[Coordinate annotation entries]
§ §
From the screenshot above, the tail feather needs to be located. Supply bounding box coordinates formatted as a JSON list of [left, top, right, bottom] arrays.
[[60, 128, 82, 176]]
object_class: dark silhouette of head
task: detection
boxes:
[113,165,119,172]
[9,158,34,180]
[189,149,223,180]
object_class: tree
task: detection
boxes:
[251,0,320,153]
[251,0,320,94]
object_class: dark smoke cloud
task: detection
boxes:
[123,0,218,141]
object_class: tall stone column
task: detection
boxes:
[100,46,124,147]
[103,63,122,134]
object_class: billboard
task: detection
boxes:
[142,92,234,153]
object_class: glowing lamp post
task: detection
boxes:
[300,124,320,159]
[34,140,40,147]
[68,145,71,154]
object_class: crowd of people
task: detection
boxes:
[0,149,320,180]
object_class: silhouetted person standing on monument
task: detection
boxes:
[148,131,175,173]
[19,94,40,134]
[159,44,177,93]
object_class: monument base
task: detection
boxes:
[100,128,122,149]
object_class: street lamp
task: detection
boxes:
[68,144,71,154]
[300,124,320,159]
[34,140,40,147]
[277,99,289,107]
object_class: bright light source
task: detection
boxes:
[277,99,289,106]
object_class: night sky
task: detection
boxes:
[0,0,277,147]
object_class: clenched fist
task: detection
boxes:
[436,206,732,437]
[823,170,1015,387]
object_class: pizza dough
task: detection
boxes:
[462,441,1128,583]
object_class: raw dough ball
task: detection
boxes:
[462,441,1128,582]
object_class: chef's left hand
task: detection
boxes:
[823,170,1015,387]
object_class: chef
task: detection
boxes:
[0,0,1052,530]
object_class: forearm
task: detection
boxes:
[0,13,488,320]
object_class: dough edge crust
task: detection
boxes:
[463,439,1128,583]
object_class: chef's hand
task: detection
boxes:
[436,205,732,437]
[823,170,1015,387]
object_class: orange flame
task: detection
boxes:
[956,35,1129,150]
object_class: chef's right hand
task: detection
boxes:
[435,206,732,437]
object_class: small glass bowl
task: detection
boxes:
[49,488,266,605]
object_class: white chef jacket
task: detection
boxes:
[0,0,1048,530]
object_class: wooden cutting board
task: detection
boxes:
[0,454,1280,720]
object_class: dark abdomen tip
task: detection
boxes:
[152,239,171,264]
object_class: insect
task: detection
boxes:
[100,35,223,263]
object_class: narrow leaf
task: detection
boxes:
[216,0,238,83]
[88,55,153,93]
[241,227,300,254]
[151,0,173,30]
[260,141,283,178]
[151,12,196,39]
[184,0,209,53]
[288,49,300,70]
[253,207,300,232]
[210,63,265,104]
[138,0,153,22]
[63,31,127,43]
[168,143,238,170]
§ §
_What to work on_
Please put every entry above into a two-column CSV with the headers input and output, one row per entry. Place the entry's text under input and its answer under output, writing each as a single quoted field with line breaks replaced by spaces.

_The output_
input,output
"From the screenshot above, the tail feather needs to be located. Supply bounding box coordinates formatted as a JSON list of [left, top, right, bottom] arrays.","[[60, 128, 82, 176]]"
"object_class: dark silhouette of head task: detection boxes:","[113,165,119,172] [9,158,34,180] [189,149,223,180]"
"object_class: tree task: detection boxes:","[251,0,320,153] [251,0,320,94]"
"object_class: dark smoke cloud task: detection boxes:","[123,0,218,141]"
"object_class: tall stone column task: detection boxes:","[100,46,124,147] [103,63,122,134]"
"object_class: billboard task: detection boxes:","[142,92,234,153]"
"object_class: glowing lamp post task: detection boxes:","[300,124,320,159] [34,140,40,147] [68,145,71,154]"
"object_class: crowd of people task: detection boxes:","[0,149,320,180]"
"object_class: silhouetted person standing on monument task: detection boxes:","[148,131,175,173] [19,94,40,134] [159,44,177,93]"
"object_class: monument base task: detection boxes:","[100,128,122,149]"
"object_class: street lamp task: detection boxes:","[68,144,71,154] [300,124,320,159] [34,140,40,147] [277,99,289,107]"
"object_class: bright light source task: detection boxes:","[277,99,289,106]"
"object_class: night sky task: detection boxes:","[0,0,277,147]"
"object_class: clenched fist task: detection boxes:","[436,206,732,437] [823,170,1015,387]"
"object_class: pizza dough task: detection boxes:","[462,441,1128,583]"
"object_class: raw dough ball task: detection boxes:","[462,441,1128,582]"
"object_class: chef's left hand task: detection boxes:","[823,170,1015,387]"
"object_class: chef task: detection boxes:","[0,0,1052,530]"
"object_class: forearm task: detection boxes:","[0,13,488,320]"
"object_class: dough edge crust task: detection boxes:","[463,439,1128,583]"
"object_class: chef's hand task: detection boxes:","[436,205,732,437] [823,170,1015,387]"
"object_class: orange flame task: detection boxes:","[956,35,1129,150]"
"object_class: chef's right hand task: detection boxes:","[435,206,732,437]"
"object_class: small glass bowl task: detection boxes:","[49,488,266,605]"
"object_class: white chef jacket task: detection boxes:","[0,0,1048,530]"
"object_class: wooden cutting board task: detection boxes:","[0,454,1280,720]"
"object_class: dark abdomen tip task: detection boxes:","[152,239,171,264]"
"object_class: insect task: detection boxes:","[100,35,223,263]"
"object_class: narrow leaf task: detection boxes:","[216,0,238,83] [88,55,153,93] [241,227,300,254] [151,0,173,30] [260,141,283,178] [151,12,196,39] [184,0,209,53] [288,49,300,70] [253,207,300,232] [210,63,265,104] [138,0,153,22] [63,31,127,43] [168,143,238,170]"